[Region pointing data]
= = = =

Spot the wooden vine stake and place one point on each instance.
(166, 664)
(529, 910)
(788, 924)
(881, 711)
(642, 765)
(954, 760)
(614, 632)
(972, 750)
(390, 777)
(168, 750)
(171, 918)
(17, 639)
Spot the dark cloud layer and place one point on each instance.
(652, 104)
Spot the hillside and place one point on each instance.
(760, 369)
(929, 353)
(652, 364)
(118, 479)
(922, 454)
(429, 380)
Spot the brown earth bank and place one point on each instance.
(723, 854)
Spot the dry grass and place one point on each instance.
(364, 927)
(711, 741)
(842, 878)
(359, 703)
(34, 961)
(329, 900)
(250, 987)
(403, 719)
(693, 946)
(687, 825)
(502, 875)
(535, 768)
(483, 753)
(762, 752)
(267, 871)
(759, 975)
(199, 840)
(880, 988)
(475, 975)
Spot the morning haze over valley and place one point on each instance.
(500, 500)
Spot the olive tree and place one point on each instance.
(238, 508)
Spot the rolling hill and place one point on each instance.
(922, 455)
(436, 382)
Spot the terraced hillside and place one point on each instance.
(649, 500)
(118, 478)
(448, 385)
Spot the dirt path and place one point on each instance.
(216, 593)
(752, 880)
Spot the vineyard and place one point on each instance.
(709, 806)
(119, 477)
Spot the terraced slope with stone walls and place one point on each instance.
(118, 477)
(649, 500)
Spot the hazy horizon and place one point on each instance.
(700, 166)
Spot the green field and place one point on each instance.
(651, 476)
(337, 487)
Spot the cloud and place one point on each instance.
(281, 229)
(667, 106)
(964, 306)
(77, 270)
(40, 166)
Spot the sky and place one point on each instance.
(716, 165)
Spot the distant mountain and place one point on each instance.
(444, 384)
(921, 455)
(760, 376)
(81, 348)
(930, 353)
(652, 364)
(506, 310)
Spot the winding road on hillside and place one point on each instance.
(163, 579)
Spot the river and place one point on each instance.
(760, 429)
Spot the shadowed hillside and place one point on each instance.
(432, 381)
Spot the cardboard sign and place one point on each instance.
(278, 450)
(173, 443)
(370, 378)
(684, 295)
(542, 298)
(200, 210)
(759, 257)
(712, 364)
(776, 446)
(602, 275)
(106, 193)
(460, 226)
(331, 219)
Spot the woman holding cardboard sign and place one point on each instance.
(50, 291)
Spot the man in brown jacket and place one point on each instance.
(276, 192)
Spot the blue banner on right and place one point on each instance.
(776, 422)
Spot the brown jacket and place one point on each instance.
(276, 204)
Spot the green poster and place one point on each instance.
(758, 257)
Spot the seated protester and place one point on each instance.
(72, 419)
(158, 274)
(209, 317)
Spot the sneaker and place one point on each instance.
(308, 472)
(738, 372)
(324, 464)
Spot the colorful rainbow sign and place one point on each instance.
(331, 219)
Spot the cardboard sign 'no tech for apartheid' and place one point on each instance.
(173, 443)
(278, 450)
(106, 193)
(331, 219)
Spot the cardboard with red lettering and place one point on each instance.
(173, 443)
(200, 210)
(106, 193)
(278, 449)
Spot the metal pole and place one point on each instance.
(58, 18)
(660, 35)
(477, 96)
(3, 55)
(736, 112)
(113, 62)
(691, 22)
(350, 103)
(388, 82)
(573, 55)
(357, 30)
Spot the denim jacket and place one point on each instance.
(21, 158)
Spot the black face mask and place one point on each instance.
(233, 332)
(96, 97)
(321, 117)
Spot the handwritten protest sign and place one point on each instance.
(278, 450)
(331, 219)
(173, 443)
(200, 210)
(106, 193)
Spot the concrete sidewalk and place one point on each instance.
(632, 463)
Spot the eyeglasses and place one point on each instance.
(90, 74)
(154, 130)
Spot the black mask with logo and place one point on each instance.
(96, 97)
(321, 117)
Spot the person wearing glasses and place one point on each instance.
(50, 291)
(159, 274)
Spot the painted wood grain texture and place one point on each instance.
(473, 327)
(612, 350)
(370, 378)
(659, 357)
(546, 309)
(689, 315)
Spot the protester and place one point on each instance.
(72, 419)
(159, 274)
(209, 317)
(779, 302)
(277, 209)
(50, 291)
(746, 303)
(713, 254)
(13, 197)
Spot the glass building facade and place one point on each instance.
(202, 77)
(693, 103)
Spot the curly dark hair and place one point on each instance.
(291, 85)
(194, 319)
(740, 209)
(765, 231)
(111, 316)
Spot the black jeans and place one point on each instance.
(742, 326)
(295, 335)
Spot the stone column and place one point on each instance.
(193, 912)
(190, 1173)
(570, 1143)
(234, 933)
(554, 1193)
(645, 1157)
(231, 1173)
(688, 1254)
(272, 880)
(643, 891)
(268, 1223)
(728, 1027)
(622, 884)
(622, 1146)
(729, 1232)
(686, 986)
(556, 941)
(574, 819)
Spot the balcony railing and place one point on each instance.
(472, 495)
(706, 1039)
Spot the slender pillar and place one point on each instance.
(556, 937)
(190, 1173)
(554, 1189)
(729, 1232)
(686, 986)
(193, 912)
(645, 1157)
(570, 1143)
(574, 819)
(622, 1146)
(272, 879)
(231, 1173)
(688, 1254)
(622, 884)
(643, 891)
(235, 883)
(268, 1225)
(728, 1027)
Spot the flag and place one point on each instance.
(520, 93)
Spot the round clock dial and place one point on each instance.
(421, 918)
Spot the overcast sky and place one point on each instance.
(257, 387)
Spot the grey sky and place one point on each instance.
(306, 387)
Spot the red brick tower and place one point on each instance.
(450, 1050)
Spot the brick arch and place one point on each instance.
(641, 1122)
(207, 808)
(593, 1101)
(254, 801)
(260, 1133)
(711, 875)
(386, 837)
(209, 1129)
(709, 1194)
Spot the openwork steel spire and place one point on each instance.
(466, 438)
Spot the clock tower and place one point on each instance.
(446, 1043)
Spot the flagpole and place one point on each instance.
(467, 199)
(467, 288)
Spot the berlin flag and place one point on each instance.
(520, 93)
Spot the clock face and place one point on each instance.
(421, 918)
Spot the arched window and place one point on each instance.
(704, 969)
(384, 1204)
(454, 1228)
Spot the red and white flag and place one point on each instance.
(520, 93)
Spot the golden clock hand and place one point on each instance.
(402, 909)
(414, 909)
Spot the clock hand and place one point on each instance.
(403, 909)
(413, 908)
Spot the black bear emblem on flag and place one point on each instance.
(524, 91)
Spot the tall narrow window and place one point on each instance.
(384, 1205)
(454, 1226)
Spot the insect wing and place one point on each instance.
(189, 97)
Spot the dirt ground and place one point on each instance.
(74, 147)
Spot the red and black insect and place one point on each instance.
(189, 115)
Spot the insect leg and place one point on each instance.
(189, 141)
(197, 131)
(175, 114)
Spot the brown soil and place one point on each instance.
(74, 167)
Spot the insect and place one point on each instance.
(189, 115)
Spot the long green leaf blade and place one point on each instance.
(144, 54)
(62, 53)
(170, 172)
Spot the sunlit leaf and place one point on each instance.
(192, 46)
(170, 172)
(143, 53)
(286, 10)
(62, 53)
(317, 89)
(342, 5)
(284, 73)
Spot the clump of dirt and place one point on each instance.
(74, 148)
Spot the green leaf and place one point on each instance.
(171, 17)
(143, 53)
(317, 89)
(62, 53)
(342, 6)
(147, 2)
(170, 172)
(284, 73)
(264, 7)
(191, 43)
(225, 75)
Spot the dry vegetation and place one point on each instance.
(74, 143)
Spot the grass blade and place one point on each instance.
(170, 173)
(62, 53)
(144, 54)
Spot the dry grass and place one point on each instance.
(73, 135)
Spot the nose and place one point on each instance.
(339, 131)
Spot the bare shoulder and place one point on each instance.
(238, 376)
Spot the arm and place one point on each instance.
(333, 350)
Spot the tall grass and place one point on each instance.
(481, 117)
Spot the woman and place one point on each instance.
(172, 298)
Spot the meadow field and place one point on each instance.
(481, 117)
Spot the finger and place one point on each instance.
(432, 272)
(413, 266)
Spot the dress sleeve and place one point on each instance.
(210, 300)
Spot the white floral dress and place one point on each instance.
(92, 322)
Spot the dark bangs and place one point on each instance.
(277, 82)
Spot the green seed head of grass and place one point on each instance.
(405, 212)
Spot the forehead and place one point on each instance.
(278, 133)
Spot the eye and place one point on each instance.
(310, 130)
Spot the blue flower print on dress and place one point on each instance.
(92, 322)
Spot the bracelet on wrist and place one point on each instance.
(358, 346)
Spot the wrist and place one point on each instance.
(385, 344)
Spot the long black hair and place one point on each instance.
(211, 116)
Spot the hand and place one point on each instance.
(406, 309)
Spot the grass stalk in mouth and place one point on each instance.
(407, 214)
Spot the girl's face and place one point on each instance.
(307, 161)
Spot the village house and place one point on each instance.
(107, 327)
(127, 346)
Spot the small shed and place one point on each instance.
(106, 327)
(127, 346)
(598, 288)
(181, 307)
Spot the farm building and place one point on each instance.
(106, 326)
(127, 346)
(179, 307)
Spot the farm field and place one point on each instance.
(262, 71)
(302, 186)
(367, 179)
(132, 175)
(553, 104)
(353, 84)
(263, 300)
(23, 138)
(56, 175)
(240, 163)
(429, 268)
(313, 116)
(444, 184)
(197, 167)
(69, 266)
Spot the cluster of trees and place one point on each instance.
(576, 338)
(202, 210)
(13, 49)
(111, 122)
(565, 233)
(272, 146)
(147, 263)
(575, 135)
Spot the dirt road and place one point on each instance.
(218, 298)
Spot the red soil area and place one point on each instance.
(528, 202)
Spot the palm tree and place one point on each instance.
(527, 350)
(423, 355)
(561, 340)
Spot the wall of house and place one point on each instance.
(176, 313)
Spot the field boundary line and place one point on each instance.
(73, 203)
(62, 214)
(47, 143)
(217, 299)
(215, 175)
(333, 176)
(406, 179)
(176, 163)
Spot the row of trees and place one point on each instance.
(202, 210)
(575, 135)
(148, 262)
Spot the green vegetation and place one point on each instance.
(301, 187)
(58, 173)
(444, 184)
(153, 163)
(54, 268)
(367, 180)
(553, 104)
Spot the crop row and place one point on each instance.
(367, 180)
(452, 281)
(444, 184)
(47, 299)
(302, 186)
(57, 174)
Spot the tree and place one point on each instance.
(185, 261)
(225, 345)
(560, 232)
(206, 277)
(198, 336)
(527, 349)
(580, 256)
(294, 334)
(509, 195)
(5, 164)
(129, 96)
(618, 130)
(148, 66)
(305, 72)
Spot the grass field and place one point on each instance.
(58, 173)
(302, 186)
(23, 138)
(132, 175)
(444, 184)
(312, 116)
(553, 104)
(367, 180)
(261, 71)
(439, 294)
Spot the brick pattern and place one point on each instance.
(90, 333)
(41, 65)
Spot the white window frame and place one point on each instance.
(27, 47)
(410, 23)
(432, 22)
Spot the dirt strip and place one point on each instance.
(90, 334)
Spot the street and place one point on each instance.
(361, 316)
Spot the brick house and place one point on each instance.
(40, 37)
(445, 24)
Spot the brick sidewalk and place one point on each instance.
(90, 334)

= = = =

→ Exercise:
Please write out the lines that run from the one with "Spot the crop" to the end of the records, both included, exactly as they appear.

→ Answer to this problem:
Spot the crop row and place one point on each instance.
(367, 180)
(452, 281)
(444, 184)
(47, 299)
(302, 186)
(57, 174)
Spot the tree and place one point on each instance.
(185, 261)
(225, 345)
(560, 232)
(206, 277)
(198, 336)
(527, 349)
(580, 256)
(294, 334)
(509, 195)
(5, 164)
(129, 96)
(618, 130)
(148, 66)
(305, 72)
Spot the grass field and place one point on each instance.
(58, 173)
(302, 186)
(23, 138)
(132, 175)
(444, 184)
(312, 116)
(553, 104)
(367, 180)
(261, 71)
(439, 294)
Spot the brick pattern and place one point on each instance.
(90, 333)
(41, 65)
Spot the white window frame and place one point on each instance.
(27, 47)
(410, 23)
(432, 22)
Spot the dirt strip and place one point on each instance.
(90, 334)
Spot the street and place one point on each instance.
(361, 316)
Spot the brick house and place one point on each instance.
(40, 37)
(445, 24)
Spot the brick sidewalk and place one point on each instance.
(90, 334)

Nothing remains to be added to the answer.